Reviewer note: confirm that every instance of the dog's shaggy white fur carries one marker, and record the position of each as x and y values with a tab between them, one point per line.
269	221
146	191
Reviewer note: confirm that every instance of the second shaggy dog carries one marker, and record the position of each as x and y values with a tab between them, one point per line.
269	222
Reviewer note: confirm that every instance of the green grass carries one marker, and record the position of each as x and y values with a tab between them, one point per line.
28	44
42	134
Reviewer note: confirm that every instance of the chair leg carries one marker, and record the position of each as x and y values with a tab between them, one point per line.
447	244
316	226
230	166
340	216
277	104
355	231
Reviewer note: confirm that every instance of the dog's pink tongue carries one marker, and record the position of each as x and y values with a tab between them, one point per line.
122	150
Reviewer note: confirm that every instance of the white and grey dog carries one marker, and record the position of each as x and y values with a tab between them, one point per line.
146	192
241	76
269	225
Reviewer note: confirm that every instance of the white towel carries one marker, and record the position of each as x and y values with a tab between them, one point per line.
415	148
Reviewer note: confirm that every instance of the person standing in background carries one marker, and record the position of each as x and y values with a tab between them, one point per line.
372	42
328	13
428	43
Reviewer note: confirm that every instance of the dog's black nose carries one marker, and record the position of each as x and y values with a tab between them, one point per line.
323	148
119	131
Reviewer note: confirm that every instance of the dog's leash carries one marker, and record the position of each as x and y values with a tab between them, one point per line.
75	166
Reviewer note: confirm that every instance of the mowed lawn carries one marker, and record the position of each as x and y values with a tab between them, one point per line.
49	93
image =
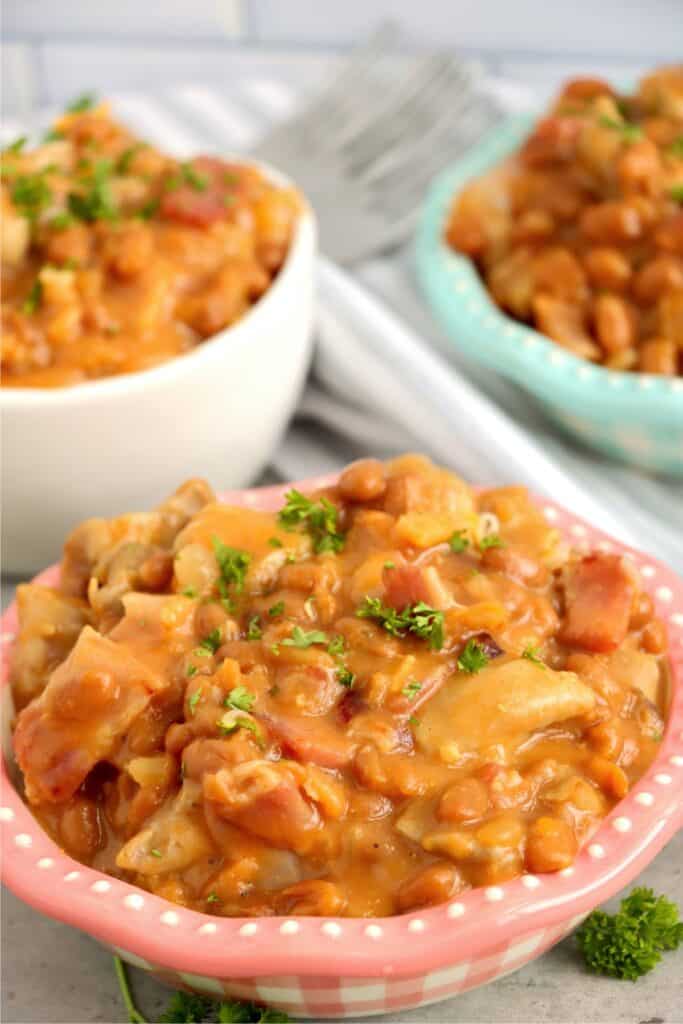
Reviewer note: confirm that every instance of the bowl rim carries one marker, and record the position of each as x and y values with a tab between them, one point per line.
477	923
166	373
475	324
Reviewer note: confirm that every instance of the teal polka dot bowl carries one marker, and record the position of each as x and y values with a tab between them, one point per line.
636	418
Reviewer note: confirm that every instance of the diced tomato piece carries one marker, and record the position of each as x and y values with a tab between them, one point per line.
599	596
213	189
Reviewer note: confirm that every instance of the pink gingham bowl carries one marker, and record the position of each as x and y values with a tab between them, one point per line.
340	967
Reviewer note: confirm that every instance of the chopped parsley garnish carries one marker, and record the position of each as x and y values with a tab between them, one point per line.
211	643
629	131
345	677
194	700
186	1008
319	519
61	220
229	724
491	541
254	631
303	639
336	645
32	195
531	653
241	698
417	619
630	943
34	298
126	158
232	565
83	102
473	657
16	145
95	202
459	542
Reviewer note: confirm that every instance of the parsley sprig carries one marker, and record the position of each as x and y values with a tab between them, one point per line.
319	519
630	943
419	619
472	657
186	1008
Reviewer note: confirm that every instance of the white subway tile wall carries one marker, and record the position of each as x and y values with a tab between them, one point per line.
51	51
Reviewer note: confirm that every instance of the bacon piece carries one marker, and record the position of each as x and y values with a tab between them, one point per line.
81	717
598	598
201	206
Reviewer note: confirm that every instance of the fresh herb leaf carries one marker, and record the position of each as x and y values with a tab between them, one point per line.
232	564
83	102
240	697
319	519
337	645
473	657
95	201
531	653
629	131
303	639
211	643
491	541
16	146
61	220
34	298
459	542
419	619
194	700
345	677
254	631
630	943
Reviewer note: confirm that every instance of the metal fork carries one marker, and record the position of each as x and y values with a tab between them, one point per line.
366	146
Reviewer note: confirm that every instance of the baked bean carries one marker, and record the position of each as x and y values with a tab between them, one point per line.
613	324
431	886
363	481
658	355
607	268
551	846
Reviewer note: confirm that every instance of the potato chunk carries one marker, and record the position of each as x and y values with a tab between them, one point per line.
501	704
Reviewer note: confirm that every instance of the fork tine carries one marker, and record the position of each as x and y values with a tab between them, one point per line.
416	120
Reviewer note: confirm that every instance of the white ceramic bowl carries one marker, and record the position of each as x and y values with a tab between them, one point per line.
122	442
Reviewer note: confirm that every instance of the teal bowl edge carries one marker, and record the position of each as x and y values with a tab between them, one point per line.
565	384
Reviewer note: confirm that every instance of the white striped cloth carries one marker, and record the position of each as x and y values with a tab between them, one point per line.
387	382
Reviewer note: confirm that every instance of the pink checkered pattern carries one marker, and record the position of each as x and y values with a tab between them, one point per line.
332	997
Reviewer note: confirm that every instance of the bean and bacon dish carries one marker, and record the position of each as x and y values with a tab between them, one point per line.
118	257
581	232
381	695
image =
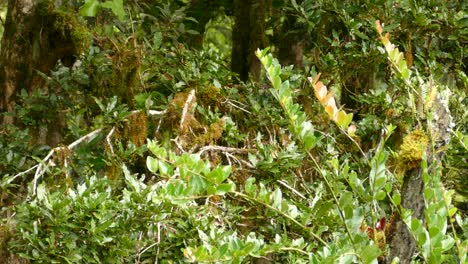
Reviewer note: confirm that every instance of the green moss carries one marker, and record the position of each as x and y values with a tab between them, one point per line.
412	150
66	24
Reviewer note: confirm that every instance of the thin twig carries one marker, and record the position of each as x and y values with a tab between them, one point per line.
108	140
292	189
188	104
225	149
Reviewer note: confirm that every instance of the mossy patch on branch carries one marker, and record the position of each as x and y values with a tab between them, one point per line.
412	150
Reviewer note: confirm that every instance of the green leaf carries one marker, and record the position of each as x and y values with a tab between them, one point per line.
369	254
165	168
343	119
90	8
117	8
152	164
250	187
224	188
277	198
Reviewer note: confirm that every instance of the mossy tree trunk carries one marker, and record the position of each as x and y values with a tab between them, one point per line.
248	34
291	43
32	42
203	11
400	241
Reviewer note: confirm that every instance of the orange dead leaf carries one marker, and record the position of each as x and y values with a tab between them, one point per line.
320	91
331	112
378	26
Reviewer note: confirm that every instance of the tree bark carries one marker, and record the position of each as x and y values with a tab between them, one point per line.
32	42
291	43
248	34
401	242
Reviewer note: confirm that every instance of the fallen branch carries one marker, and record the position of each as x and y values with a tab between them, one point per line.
44	163
225	149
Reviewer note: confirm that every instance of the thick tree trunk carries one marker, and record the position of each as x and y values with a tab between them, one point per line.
15	55
291	44
33	42
248	34
401	242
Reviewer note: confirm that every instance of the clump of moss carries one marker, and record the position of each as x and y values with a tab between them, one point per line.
412	150
136	127
209	96
213	133
66	24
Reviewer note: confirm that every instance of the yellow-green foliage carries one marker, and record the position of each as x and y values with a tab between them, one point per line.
412	150
136	127
66	24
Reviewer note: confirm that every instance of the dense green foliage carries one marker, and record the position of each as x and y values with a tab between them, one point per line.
167	157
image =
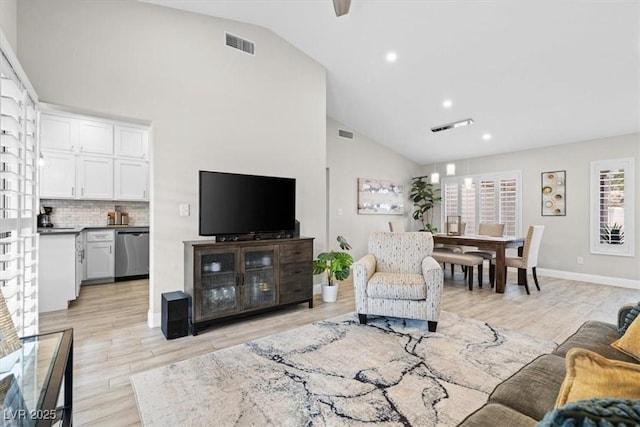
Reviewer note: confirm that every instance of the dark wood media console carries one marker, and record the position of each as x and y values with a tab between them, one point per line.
237	278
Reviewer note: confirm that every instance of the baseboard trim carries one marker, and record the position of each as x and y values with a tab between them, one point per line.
592	278
154	319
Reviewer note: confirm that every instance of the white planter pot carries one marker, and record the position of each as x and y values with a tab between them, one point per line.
329	293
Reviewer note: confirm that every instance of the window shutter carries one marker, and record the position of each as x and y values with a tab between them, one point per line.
612	204
18	199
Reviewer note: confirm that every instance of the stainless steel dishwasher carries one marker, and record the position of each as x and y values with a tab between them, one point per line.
132	253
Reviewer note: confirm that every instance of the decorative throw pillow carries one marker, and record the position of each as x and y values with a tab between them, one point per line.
590	375
595	412
629	318
629	343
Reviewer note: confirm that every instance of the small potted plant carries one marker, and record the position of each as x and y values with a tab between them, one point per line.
424	196
336	265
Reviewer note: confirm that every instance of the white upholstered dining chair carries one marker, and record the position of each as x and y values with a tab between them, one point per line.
529	258
399	278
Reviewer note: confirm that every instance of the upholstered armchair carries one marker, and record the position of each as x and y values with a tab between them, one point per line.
399	278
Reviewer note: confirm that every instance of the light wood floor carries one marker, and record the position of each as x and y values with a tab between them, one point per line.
112	340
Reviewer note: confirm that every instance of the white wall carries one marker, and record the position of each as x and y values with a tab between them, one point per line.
361	158
567	237
210	107
8	22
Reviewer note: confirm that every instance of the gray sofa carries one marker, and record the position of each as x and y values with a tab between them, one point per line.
524	398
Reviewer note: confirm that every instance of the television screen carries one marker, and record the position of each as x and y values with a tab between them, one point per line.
241	204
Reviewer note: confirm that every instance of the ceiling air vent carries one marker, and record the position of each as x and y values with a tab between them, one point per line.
345	134
240	44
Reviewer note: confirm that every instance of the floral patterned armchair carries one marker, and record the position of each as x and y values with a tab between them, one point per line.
399	278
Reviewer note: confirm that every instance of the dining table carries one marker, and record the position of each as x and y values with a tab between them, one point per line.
497	244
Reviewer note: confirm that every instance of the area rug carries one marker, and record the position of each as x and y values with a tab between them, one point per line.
391	372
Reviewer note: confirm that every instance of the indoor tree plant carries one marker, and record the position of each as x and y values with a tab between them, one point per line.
335	265
424	196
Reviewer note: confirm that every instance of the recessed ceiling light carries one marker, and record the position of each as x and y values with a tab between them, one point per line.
465	122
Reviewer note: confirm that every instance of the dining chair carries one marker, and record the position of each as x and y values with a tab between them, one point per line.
396	226
493	230
529	258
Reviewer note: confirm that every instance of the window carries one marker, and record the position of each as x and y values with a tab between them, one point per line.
491	198
612	202
18	199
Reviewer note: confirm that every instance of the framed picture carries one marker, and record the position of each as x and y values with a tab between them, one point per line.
553	193
9	341
379	197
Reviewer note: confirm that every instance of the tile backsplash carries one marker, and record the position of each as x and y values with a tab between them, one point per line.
93	213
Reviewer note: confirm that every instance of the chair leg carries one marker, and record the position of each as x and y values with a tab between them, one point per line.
535	277
432	325
492	274
526	282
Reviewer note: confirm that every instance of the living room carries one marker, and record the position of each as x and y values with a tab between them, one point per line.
211	108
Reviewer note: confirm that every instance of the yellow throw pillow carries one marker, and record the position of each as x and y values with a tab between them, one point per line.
590	375
629	343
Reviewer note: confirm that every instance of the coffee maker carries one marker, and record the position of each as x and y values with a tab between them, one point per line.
44	219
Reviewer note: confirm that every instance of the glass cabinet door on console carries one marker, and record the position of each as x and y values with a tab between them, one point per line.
259	287
216	290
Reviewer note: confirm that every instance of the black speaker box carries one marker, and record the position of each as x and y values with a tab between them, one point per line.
175	314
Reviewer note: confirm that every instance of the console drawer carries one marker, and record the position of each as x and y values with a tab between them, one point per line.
295	252
296	281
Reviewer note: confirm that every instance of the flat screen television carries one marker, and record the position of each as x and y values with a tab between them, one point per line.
237	204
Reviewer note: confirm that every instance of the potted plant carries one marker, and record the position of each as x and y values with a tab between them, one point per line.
335	265
424	196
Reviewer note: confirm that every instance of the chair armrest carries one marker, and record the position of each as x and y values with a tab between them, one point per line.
362	269
434	279
622	313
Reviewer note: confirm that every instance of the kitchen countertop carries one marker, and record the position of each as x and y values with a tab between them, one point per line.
43	231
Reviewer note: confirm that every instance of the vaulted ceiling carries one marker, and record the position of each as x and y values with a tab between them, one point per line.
530	73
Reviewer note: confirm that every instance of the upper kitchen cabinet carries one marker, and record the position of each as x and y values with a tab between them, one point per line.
95	137
131	142
131	179
94	177
58	133
57	175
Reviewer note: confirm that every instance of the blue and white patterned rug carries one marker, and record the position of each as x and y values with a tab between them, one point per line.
391	372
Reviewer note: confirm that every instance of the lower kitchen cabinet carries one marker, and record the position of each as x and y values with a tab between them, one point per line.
100	256
58	271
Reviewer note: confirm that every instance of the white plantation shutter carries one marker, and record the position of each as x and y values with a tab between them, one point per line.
508	205
491	198
18	198
612	193
468	208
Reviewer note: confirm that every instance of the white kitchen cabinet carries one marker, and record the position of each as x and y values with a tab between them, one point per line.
94	177
131	180
57	271
57	175
100	259
95	137
131	142
58	133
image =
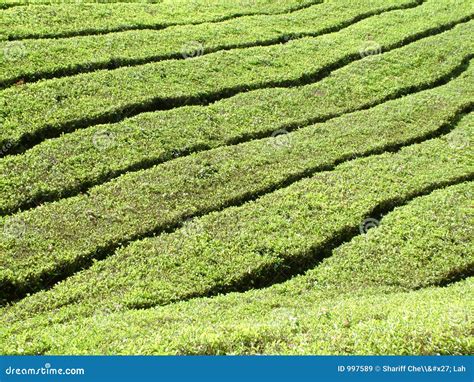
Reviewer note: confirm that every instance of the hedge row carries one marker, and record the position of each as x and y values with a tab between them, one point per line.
50	107
278	321
264	241
73	162
143	202
55	57
290	318
61	20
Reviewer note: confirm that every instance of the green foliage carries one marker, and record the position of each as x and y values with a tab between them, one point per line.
47	57
84	18
50	107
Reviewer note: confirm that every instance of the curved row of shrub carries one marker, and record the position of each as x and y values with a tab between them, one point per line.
55	57
261	242
38	110
288	320
74	162
62	20
137	204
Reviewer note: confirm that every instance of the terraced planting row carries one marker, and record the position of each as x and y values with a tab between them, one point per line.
422	244
50	107
261	242
64	20
55	57
74	162
224	204
53	238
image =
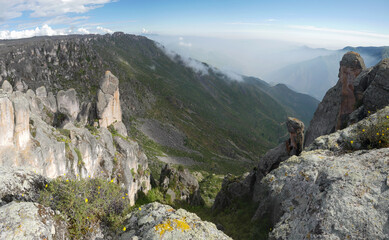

REQUIRED TASK: Collect every line of the entries above that contains the word "branch", treating uppercase and lowercase as distinct.

TASK ANSWER:
Reviewer note: confirm that every instance of the mossy patch on branch carries one marker, and record the position of each as x and y values with a tab between them, one point per line.
Reviewer note: confirm that every instance of the fallen branch carries one marker, and record the position of each as x and y values with a tab between them, one point per line.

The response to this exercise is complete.